[Image point annotation entries]
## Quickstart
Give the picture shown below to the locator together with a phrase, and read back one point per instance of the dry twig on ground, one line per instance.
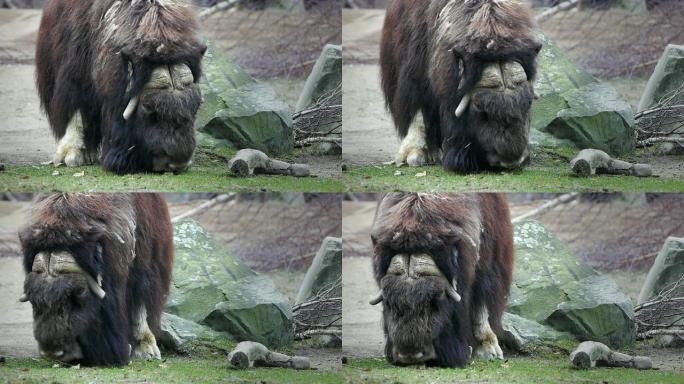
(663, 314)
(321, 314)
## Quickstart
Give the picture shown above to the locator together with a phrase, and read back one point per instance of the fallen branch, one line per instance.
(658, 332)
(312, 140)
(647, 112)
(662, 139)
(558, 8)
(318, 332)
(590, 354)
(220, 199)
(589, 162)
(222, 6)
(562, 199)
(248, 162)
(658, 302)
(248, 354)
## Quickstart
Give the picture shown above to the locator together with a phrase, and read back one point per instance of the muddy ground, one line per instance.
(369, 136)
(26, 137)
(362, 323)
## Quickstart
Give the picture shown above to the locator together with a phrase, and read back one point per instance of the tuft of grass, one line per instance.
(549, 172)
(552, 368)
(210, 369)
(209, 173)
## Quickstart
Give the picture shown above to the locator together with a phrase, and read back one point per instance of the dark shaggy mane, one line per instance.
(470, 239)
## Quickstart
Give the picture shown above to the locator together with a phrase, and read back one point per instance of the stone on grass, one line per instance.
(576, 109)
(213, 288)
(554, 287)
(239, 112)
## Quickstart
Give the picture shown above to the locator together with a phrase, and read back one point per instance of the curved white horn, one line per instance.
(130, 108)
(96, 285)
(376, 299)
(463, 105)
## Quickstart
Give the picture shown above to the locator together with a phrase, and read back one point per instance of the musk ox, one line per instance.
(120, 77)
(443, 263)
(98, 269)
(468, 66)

■ Work to be completed:
Print every one of the entries above again, word for word and line for line. Leave out any pictures.

■ Task solution:
## Quickstart
Give the picture shown below to the locator together with a phrase, and read back one point per instance of the dry twig on ground, one line per instance.
(663, 314)
(321, 314)
## Quickstart
Give the picture shown above to the locator together with a phrase, and read back one point per instance of the fallen branch, one line per instance.
(658, 332)
(312, 140)
(647, 112)
(662, 139)
(558, 8)
(318, 332)
(590, 354)
(220, 199)
(589, 162)
(222, 6)
(562, 199)
(248, 162)
(658, 302)
(248, 354)
## Quickstart
Give the picture shown above to the locator together with a phrase, and read back one point per instance of the muddy ground, one line per instance.
(369, 136)
(26, 137)
(362, 323)
## Quickstart
Give the picture shown above to the locator together with a phrase, and read back one point per instance of the tuft of grass, one line per instance.
(549, 172)
(552, 368)
(210, 369)
(209, 173)
## Quickstart
Give the picture shown above to the locator together with a phrase, and read back one point per instance of the dark shaggy mane, one line per instance.
(470, 239)
## Quickstart
Give the picture shown above to the locator together with a phrase, and read back one point per instance of the stone on grass, one line per instance.
(576, 109)
(213, 288)
(554, 287)
(239, 112)
## Quickstart
Give the picture shown above to the locator together with a phrase, and read back one point per instance of the curved white horn, one line per instance.
(130, 108)
(96, 285)
(376, 299)
(463, 105)
## Quickstart
Give the picture shown above to the locator together with a phrase, and read back one point per instance of the musk ox, one line per instance.
(120, 77)
(443, 263)
(98, 269)
(468, 66)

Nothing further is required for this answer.